DESCRIPTION OF THE TASK. Your result should be the lines holding the word "string", copied from the entries below.

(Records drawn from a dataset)

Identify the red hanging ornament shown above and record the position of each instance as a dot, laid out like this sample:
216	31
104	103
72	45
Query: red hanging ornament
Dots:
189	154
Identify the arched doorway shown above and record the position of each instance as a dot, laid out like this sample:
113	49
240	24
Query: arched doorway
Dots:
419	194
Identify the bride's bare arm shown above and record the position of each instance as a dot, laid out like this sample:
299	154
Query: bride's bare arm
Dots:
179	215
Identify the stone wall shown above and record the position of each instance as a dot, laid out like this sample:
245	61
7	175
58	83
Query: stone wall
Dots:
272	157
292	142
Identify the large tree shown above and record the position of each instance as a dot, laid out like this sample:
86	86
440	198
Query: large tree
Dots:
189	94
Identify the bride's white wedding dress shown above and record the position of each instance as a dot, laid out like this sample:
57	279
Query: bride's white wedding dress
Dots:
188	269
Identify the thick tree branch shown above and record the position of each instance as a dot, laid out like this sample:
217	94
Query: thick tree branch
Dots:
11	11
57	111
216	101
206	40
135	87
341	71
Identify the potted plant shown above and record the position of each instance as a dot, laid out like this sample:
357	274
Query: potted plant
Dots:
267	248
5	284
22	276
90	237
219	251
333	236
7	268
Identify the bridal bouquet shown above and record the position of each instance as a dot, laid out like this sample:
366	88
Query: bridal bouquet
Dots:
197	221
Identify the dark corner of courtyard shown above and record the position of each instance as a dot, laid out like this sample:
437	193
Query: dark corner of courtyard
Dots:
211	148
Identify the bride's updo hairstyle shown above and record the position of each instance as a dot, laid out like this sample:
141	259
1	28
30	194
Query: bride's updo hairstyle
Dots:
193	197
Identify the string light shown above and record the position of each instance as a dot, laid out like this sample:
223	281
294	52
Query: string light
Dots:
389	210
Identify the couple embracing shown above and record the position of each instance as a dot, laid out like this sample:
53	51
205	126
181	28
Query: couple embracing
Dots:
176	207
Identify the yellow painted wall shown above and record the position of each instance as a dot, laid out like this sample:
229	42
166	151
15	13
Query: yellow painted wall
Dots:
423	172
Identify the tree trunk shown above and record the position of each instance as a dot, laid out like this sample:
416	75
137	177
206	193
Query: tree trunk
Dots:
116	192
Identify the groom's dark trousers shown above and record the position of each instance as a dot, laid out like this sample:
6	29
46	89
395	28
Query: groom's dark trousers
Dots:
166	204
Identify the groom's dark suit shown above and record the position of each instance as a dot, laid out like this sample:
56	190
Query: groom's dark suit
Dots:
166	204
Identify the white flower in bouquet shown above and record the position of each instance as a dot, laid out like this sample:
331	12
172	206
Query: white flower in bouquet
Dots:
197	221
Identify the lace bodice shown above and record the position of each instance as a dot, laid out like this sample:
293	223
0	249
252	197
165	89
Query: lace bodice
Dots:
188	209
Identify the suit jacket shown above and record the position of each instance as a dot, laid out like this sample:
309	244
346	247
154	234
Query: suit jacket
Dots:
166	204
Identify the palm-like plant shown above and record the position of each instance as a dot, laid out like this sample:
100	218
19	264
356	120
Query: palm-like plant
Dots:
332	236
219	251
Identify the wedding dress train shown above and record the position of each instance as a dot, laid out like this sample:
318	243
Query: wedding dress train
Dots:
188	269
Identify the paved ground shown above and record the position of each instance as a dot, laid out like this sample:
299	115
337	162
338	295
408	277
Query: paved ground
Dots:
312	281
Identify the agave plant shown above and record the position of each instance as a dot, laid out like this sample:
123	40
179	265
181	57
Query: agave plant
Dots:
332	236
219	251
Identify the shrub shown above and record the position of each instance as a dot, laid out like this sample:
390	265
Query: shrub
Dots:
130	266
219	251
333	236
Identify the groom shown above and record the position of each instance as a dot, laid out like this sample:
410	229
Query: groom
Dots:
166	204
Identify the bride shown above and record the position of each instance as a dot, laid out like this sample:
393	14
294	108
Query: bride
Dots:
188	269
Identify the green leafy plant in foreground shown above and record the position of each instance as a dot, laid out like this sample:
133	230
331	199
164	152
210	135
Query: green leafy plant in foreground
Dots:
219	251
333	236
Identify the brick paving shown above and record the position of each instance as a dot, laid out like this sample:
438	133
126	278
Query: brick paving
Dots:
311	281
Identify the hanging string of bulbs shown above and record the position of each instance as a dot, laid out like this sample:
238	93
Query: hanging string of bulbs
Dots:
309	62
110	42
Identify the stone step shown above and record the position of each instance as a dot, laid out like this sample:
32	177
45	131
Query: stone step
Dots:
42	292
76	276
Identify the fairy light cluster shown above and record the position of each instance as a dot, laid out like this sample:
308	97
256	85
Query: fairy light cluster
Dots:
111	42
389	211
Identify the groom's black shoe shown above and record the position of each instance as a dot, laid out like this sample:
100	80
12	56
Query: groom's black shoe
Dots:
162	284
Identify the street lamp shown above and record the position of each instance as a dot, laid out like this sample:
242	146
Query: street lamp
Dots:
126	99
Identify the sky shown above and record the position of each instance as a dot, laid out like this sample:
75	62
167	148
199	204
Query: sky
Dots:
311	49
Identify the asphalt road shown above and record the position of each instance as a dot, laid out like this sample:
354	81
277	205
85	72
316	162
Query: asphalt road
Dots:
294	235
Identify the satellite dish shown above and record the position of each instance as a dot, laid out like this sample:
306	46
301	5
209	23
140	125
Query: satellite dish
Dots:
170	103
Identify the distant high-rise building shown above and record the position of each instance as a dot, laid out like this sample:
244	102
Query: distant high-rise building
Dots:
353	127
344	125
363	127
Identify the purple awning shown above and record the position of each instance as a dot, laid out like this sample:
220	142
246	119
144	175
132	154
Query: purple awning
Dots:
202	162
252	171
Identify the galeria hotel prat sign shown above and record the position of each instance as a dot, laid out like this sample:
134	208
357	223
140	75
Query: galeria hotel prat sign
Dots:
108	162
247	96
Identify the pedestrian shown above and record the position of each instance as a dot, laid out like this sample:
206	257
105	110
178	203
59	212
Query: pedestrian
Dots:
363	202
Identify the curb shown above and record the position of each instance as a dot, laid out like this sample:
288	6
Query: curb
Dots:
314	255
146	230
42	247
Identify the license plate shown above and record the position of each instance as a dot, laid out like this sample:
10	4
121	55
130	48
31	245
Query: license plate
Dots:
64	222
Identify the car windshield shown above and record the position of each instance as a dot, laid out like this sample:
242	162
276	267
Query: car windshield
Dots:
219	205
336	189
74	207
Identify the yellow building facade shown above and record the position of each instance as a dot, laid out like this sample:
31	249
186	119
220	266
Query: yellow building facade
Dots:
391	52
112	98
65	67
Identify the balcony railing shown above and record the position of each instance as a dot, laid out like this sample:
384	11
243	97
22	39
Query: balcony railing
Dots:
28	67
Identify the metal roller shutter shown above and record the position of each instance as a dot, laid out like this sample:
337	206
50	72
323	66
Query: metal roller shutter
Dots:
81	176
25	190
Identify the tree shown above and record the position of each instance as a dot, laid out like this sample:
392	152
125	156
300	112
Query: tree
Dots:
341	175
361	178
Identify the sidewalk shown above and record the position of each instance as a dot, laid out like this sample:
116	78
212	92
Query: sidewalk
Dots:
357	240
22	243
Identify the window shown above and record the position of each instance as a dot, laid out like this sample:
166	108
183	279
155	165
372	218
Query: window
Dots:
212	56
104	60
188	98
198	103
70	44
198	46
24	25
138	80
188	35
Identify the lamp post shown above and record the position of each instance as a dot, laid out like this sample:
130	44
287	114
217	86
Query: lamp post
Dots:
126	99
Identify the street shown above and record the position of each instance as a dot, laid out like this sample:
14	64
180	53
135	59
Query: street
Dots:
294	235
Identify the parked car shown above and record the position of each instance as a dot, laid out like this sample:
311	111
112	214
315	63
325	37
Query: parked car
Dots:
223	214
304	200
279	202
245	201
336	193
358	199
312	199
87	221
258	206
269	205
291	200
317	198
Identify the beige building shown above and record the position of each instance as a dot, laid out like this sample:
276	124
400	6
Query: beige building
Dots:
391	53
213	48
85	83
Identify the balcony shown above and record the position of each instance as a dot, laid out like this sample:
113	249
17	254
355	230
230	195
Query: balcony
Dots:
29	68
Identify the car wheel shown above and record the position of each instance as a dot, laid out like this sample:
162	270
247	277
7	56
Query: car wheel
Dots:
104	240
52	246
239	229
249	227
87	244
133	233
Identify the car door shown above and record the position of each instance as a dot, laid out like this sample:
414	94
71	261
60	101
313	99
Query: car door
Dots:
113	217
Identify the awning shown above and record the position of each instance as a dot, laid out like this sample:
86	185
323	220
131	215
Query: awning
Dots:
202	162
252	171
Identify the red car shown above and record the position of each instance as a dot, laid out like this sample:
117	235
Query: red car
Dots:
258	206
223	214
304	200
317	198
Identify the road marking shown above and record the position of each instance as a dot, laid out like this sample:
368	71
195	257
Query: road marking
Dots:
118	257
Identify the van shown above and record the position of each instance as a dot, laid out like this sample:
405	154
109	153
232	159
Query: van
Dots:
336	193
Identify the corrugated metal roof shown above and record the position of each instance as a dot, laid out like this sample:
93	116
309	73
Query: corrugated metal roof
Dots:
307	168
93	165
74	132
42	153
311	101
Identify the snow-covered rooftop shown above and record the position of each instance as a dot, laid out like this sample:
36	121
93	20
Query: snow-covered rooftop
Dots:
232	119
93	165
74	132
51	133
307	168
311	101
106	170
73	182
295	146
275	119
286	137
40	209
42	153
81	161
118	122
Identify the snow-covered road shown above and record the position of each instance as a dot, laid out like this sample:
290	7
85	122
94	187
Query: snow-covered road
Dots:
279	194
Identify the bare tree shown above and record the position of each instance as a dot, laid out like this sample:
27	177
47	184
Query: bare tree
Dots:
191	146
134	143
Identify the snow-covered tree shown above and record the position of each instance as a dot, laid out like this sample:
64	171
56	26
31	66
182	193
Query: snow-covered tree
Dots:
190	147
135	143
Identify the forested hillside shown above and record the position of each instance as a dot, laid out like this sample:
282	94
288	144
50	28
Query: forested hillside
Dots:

RESULT OF THE EXERCISE.
Identify the string light shown above and record the position of each instance as a dot, laid out like this sample:
Query: string light
Identify the hanging string of bulbs shown above and record the position of each instance as a dot, laid out like this sample:
Query: hanging string of bulbs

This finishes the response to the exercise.